◆ Records for the exercise:

########

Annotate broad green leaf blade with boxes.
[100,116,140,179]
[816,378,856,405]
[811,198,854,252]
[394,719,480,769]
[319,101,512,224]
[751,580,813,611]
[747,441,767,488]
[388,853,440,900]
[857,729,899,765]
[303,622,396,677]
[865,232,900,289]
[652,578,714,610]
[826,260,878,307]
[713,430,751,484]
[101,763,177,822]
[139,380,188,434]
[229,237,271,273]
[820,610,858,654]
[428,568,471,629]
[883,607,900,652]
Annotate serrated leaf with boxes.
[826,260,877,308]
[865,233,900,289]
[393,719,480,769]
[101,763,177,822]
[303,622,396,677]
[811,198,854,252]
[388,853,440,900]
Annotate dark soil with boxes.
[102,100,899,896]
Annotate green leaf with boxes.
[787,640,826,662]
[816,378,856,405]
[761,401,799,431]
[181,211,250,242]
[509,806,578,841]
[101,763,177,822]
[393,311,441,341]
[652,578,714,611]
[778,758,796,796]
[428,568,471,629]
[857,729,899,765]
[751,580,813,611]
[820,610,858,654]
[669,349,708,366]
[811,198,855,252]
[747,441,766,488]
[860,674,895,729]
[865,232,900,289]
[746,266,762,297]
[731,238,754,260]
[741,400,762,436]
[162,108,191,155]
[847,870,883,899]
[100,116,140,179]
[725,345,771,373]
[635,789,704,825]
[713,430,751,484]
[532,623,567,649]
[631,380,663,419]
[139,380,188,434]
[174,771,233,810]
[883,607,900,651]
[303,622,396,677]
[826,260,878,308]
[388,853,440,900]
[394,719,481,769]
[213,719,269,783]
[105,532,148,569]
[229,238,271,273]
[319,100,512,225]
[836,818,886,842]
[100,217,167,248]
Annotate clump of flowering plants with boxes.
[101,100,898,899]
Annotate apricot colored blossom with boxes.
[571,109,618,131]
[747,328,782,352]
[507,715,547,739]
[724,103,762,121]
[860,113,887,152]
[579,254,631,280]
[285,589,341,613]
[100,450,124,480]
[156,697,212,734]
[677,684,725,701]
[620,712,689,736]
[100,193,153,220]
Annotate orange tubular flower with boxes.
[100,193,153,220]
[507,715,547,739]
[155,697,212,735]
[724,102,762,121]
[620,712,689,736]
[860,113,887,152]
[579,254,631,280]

########

◆ Task instructions: Retype every line of the listing above exactly as given.

◆ Finished task:
Annotate broad green leaf blade with boxes.
[100,116,140,179]
[816,378,856,405]
[811,198,854,252]
[394,719,480,769]
[319,101,512,224]
[751,580,813,611]
[747,441,767,488]
[388,853,440,900]
[857,729,899,765]
[303,622,396,677]
[865,232,900,289]
[652,578,714,610]
[826,260,878,307]
[713,430,751,484]
[101,763,177,822]
[139,380,188,434]
[229,237,271,273]
[820,610,858,654]
[428,568,471,629]
[883,607,900,652]
Annotate serrated leaf with boxes.
[826,260,877,308]
[865,233,900,289]
[393,719,480,769]
[101,763,177,822]
[303,622,396,677]
[811,198,854,252]
[388,853,440,900]
Annotate dark soil with boxes.
[102,100,899,896]
Annotate green leaf with boxes.
[787,640,826,662]
[816,378,856,405]
[761,401,799,431]
[181,211,250,242]
[509,806,578,841]
[101,763,177,822]
[393,311,441,341]
[652,578,714,611]
[778,758,796,796]
[428,568,471,629]
[857,729,899,765]
[751,580,813,611]
[820,610,858,654]
[669,349,708,366]
[811,198,855,252]
[747,441,766,488]
[860,674,895,729]
[865,232,900,289]
[746,266,762,297]
[731,238,754,260]
[741,400,762,436]
[162,108,191,155]
[847,870,883,899]
[100,116,140,179]
[725,345,771,373]
[635,789,704,825]
[713,430,751,484]
[532,623,567,649]
[631,380,663,419]
[139,380,188,434]
[174,771,233,810]
[883,607,900,651]
[303,622,396,677]
[826,260,878,308]
[388,853,440,900]
[394,719,481,769]
[213,719,269,783]
[105,532,148,569]
[229,238,271,273]
[319,100,512,225]
[836,818,886,842]
[100,217,167,248]
Annotate clump of flowering plants with boxes.
[101,100,898,899]
Annotate apricot colored blossom with boxes.
[571,109,618,131]
[747,328,782,352]
[507,715,547,739]
[724,103,762,121]
[860,113,887,152]
[579,254,631,280]
[285,589,341,613]
[100,450,124,480]
[156,697,212,734]
[677,684,725,701]
[620,712,689,736]
[100,193,153,220]
Annotate orange tubular flower with boxes.
[100,193,153,220]
[507,715,547,739]
[155,697,212,735]
[724,102,762,121]
[620,712,689,736]
[860,113,887,152]
[579,254,631,280]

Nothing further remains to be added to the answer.